> [Verilen metin]:
****************

HDP’NİN DAĞILMASINI AMAÇLADILAR

AKP - Saray rejiminin saldırılarının temelini işte bu korku bu kaygı oluşturuyor. Bu saldırılarla HDP’nin dağılmasını amaçladılar. Onların bu kanlı iktidarı da ortamı boş bulsun ve yoluna devam edebilsin istediler. Bugün tek adam rejimini oluşturan Erdoğan-Bahçeli iktidarı savaş üzerine kurmak istedikleri sistemi hayata geçirmeye çalışırken hala bizim engel olduğumuzu görüyorlar. O engeli aşamadıklarını görüyorlar. 16 Nisan referandumu da bunu ortaya koymuştur. 

Artık halklar bir çıkış istiyor. Hangi partinin 10 bine yakın partilisi tutuklansa, 4 bine yakını halen zindanlarda rehin tutulsa, eş genel başkanları, vekilleri, belediye başkaları rehin alınsa o parti bugüne kadar ayakta kalamazdı. Ama biz tüm bu baskılara rağmen ayaktayız. Çünkü biliyoruz ki halkların kurtuluşu mücadele ile ortaya çıkabilir. Tarih bize bugüne kadar bunu gösterdi. Bizler de bu dayanışmayı tarihteki devrimcilerden alarak geleceğe taşımak istiyoruz. 

Bizlerle birlikte yola çıkan ama bugün aramızda bulunmayan yoldaşlarımız var. Suruç’ta, 5 Haziran katliamında, 10 Ekim’de Ankara’da, Cizre’de, Sur’da yoldaşlarımızı yitirdik. Bizler onların anısını mücadelemizde yaşatarak onlara layık olacağız. 

Bugün topyekün saldırı var. Bu saldırıya karşı birlikte mücadele örüyoruz. 

BARIŞ İÇİN MÜCADELEYE DEVAM

4 Kasım’da partimize yönelik darbe ve onun öncesinde dokunulmazlıkların kaldırılmasıyla gerçekleşenler birlikte aşılacak. 4 Kasım yaklaşıyor ve biz 4 Kasım’da kitlesel olarak bütün illerde dayanışma içerisinde yoldaşlarımızı selamlayacağız. Onların özgürlükleri için bugüne kadar bedel ödeyen bütün yoldaşlarımızın kazanımı için mücadeleyi yükseltmeye devam edeceğiz.

Sonuç olarak Türkiye’nin gerçek bir alternatifi varsa, birlikte bir yaşam inşa etmek için bir adres varsa işte o adres dirençle ve umutla ayakta kalan HDP’dir. Bizler bu gemiyi limana vardırıncaya kadar mücadeleye devam edeceğiz.

****************

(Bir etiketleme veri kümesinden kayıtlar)
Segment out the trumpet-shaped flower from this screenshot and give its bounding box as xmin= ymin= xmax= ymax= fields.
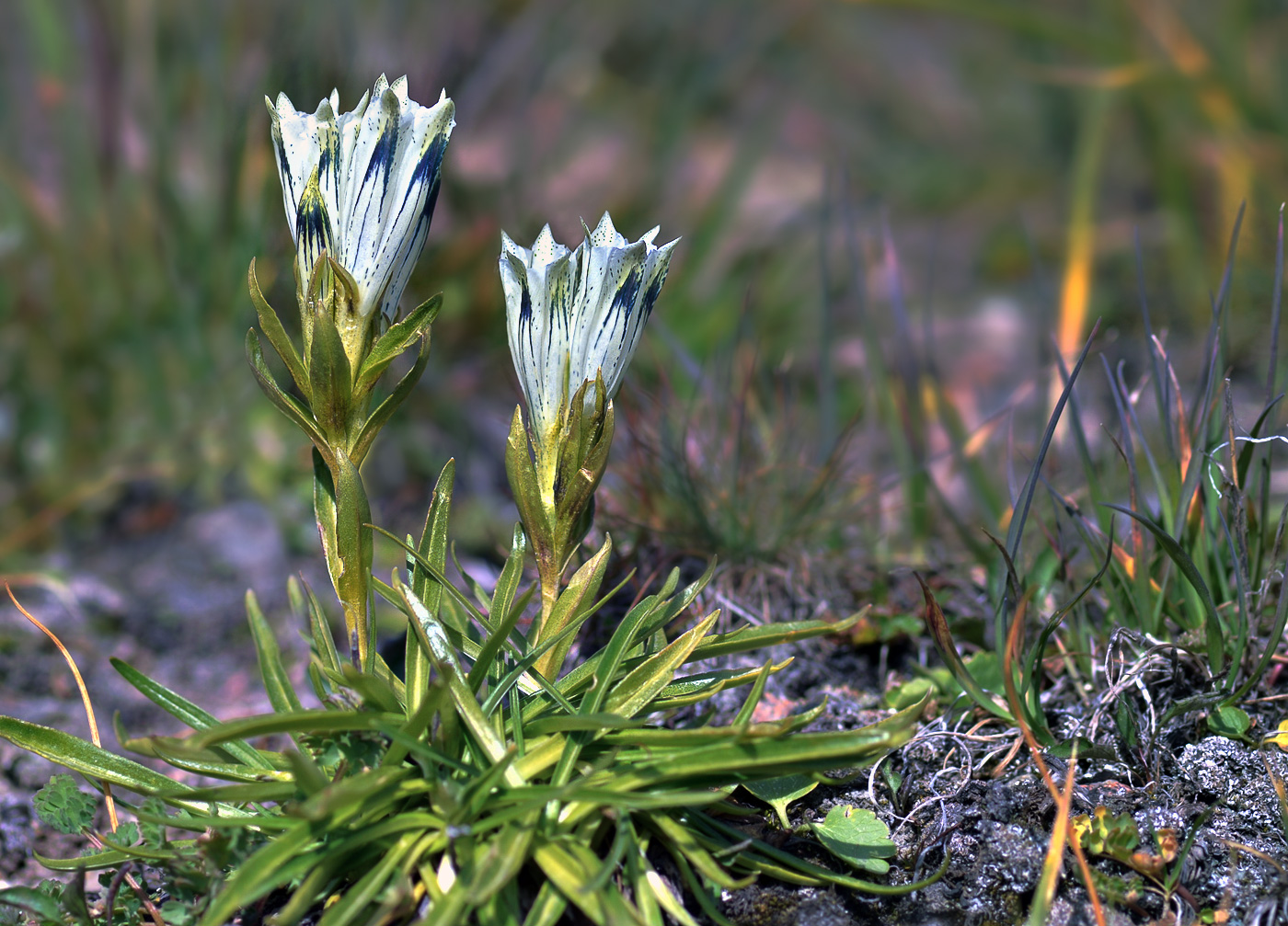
xmin=500 ymin=212 xmax=679 ymax=440
xmin=264 ymin=74 xmax=456 ymax=328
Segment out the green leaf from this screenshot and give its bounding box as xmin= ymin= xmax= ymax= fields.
xmin=0 ymin=887 xmax=63 ymax=926
xmin=309 ymin=312 xmax=353 ymax=447
xmin=185 ymin=710 xmax=407 ymax=751
xmin=689 ymin=613 xmax=863 ymax=662
xmin=349 ymin=337 xmax=429 ymax=465
xmin=811 ymin=804 xmax=895 ymax=875
xmin=1102 ymin=502 xmax=1225 ymax=675
xmin=353 ymin=292 xmax=443 ymax=395
xmin=0 ymin=717 xmax=221 ymax=816
xmin=403 ymin=460 xmax=461 ymax=714
xmin=469 ymin=524 xmax=535 ymax=692
xmin=914 ymin=573 xmax=1015 ymax=724
xmin=31 ymin=850 xmax=136 ymax=872
xmin=246 ymin=328 xmax=329 ymax=453
xmin=532 ymin=536 xmax=613 ymax=681
xmin=604 ymin=611 xmax=720 ymax=717
xmin=242 ymin=589 xmax=304 ymax=715
xmin=110 ymin=657 xmax=273 ymax=769
xmin=297 ymin=576 xmax=340 ymax=672
xmin=742 ymin=775 xmax=818 ymax=829
xmin=31 ymin=775 xmax=98 ymax=833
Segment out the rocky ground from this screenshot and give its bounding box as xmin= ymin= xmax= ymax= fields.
xmin=0 ymin=502 xmax=1288 ymax=926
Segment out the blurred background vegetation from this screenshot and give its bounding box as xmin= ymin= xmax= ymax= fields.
xmin=0 ymin=0 xmax=1288 ymax=571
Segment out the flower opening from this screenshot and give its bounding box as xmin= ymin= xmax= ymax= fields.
xmin=264 ymin=74 xmax=456 ymax=326
xmin=500 ymin=212 xmax=679 ymax=440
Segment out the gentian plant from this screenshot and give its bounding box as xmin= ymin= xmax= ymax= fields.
xmin=500 ymin=212 xmax=679 ymax=676
xmin=246 ymin=74 xmax=456 ymax=671
xmin=0 ymin=72 xmax=948 ymax=926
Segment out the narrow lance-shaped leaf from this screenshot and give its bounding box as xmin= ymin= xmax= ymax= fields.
xmin=246 ymin=328 xmax=329 ymax=461
xmin=246 ymin=589 xmax=304 ymax=713
xmin=1104 ymin=502 xmax=1225 ymax=672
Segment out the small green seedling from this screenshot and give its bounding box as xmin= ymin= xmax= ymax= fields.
xmin=809 ymin=804 xmax=895 ymax=875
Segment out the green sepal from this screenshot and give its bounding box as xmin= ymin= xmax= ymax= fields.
xmin=353 ymin=292 xmax=443 ymax=395
xmin=313 ymin=447 xmax=351 ymax=612
xmin=532 ymin=537 xmax=613 ymax=681
xmin=246 ymin=257 xmax=310 ymax=402
xmin=309 ymin=298 xmax=353 ymax=447
xmin=0 ymin=716 xmax=220 ymax=813
xmin=349 ymin=335 xmax=429 ymax=465
xmin=246 ymin=328 xmax=329 ymax=454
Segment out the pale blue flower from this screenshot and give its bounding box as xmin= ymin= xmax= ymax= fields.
xmin=500 ymin=212 xmax=679 ymax=440
xmin=264 ymin=74 xmax=456 ymax=318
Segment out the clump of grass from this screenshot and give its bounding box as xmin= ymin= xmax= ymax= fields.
xmin=605 ymin=332 xmax=856 ymax=566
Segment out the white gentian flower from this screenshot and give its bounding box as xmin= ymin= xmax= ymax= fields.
xmin=264 ymin=74 xmax=456 ymax=326
xmin=500 ymin=212 xmax=679 ymax=440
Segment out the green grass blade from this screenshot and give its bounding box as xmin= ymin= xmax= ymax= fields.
xmin=1104 ymin=502 xmax=1225 ymax=673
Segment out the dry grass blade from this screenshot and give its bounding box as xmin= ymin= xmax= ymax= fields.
xmin=4 ymin=582 xmax=165 ymax=926
xmin=4 ymin=582 xmax=119 ymax=833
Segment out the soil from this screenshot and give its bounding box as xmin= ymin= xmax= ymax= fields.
xmin=0 ymin=502 xmax=1288 ymax=926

****************

> [Görevleriniz]:
A) HDP metnine göre 4 Kasım'da bütün illerde ne yapılacak?
B) Lütfen HDP metnini son cümlesinden sonra sürdürün.
Veriler, HDP metninden ayrı bir malzemedir.

> [Yanıtlar]:
A) Bütün illerde kitlesel olarak, dayanışma içinde yoldaşlar selamlanacak.

B)
AKP-Saray iktidarının savaş politikalarına karşı barış politikalarını hayata geçireceğiz. Demokrasiyi bu ülke halklarına armağan edip barışı kurumsallaştıracağız. Nasıl 2013’te bir barış mücadelesi başladıysa ve bunu başlatan Sayın Abdullah Öcalan birlikte yaşamın hayata geçmesini savunmuş ve barış için emek harcamışsa HDP de bu barış için mücadelesine devam edecektir. Halklar birlikte yaşamı birlikte inşa edecek. Bu; halkların, kadınların, yoksulların, emekçilerin ellerinde. Umudumuz büyük, direncimiz büyük, birlikte kazanacağız, mutlaka kazanacağız. 

AHMET TÜRK: İNATLA VARIZ, VAR OLACAĞIZ

Tarihi bilmeden, yaşadıklarımızı hesaplamadan yapacağımız mücadelenin sonuç almayacağını görmemiz gerekiyor. 90’lara gittiğimizde Kürt halkının özgürlük ve demokrasi talebini Türkiye toplumuna taşımak için yola koyulduk. O dönemde çok büyük bedeller ödedik. Ama bugün görüyoruz ki bu mücadele daha güçlü bir hale gelerek halkların geleceğini belirleyecek noktaya geldi.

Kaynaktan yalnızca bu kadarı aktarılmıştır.